▶ _Given instruction a_
Turn the paragraph in the article that begins "Around the time of the problem" into a short bulleted list that keeps its main facts.

▶ _Page excerpt_
Solve the problem of MySQL Threads_running surge and slow query

Solve the problem of MySQL Threads_running surge and slow query

background

The year before the New Year should be a time to review the work of the year and wrap up, but all kinds of promotions and activities are waiting for the Spring Festival, so many problems have been encountered. Looking back on the problems encountered recently, I found that several of them are similar. It’s a good time to organize them as a case for wrapping up before the New Year. The manifestation is that the database is suspended and unresponsive. This happens when there is high business pressure or when the business is running normally, but problems suddenly occur.

Problem Description

Since Tencent Cloud Database MySQL itself has fault detection and high availability mechanisms, when these problems occurred, several minutes had passed from the time the user reported the problem to the time the actual intervention for troubleshooting was made, but the high availability switch was not triggered, indicating that the problem may not be a failure of the database itself, nor is it some external reason that caused the database to be unavailable.

Checking the status of the database at that time, I found a very abnormal indicator:

Around the time of the problem, the total number of connections and the number of threads_running began to soar in a short period of time, and for nearly half a minute, even the monitoring plug-in could not collect any data. During the same time period, CPU usage (reached 100%) and the number of slow queries also soared. Basically, it can be confirmed that the CPU usage, slow query, and number of connections are related. We can analyze the cause of this problem based on these three indicators.

Cause Analysis

99% of the time, as long as the number of slow queries is soaring, the problem is related to slow queries, but case analysis cannot be so hasty to draw conclusions. Now that we have gotten back to the point, since the goal has been narrowed down to three indicators, let's consider the significance of these three indicators separately and see what problems the abnormalities of these indicators will cause.

▶ _Given instruction b_
Convert the lines of the records below into a Markdown table with the columns Row and Line. Give each line a row number, skip blank lines, and leave out the pictures.

[Entries for bounding box labeling]
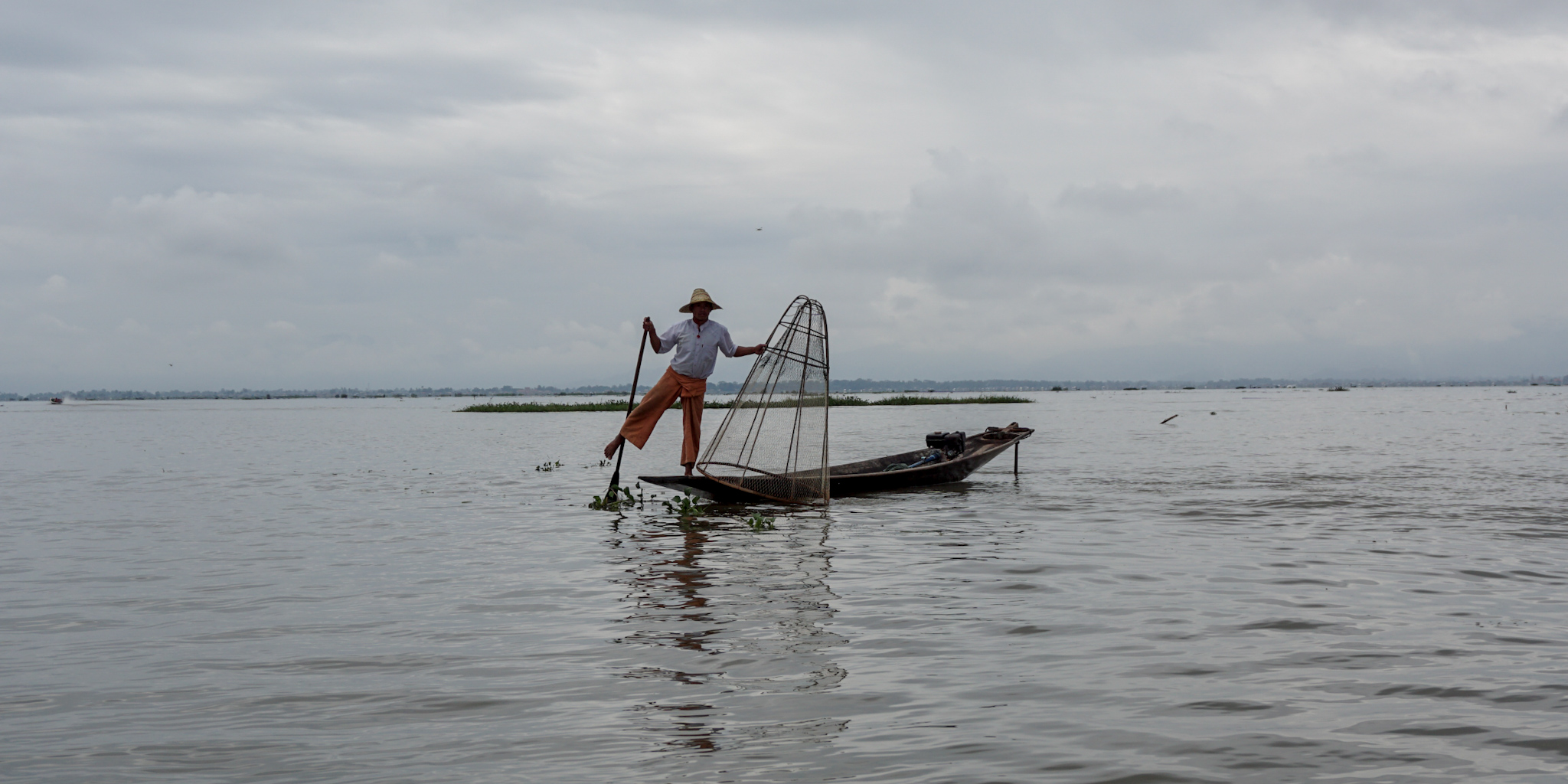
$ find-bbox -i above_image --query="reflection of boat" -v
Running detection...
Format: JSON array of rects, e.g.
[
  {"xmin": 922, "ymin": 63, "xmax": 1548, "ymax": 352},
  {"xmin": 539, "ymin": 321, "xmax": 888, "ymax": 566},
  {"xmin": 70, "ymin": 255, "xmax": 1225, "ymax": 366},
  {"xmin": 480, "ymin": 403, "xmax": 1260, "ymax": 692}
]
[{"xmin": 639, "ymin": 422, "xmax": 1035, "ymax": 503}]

▶ _Worked answer a_
- Around the time of the problem, the total number of connections and threads_running soared within a short period.
- For nearly half a minute, the monitoring plug-in could not collect any data.
- During the same period, CPU usage reached 100% and the number of slow queries also soared.
- CPU usage, slow queries, and the number of connections are basically confirmed to be related, so these three indicators are used to analyze the cause.

▶ _Worked answer b_
| Row | Line |
|---|---|
| 1 | $ find-bbox -i above_image --query="reflection of boat" -v |
| 2 | Running detection... |
| 3 | Format: JSON array of rects, e.g. |
| 4 | [ |
| 5 |   {"xmin": 922, "ymin": 63, "xmax": 1548, "ymax": 352}, |
| 6 |   {"xmin": 539, "ymin": 321, "xmax": 888, "ymax": 566}, |
| 7 |   {"xmin": 70, "ymin": 255, "xmax": 1225, "ymax": 366}, |
| 8 |   {"xmin": 480, "ymin": 403, "xmax": 1260, "ymax": 692} |
| 9 | ] |
| 10 | [{"xmin": 639, "ymin": 422, "xmax": 1035, "ymax": 503}] |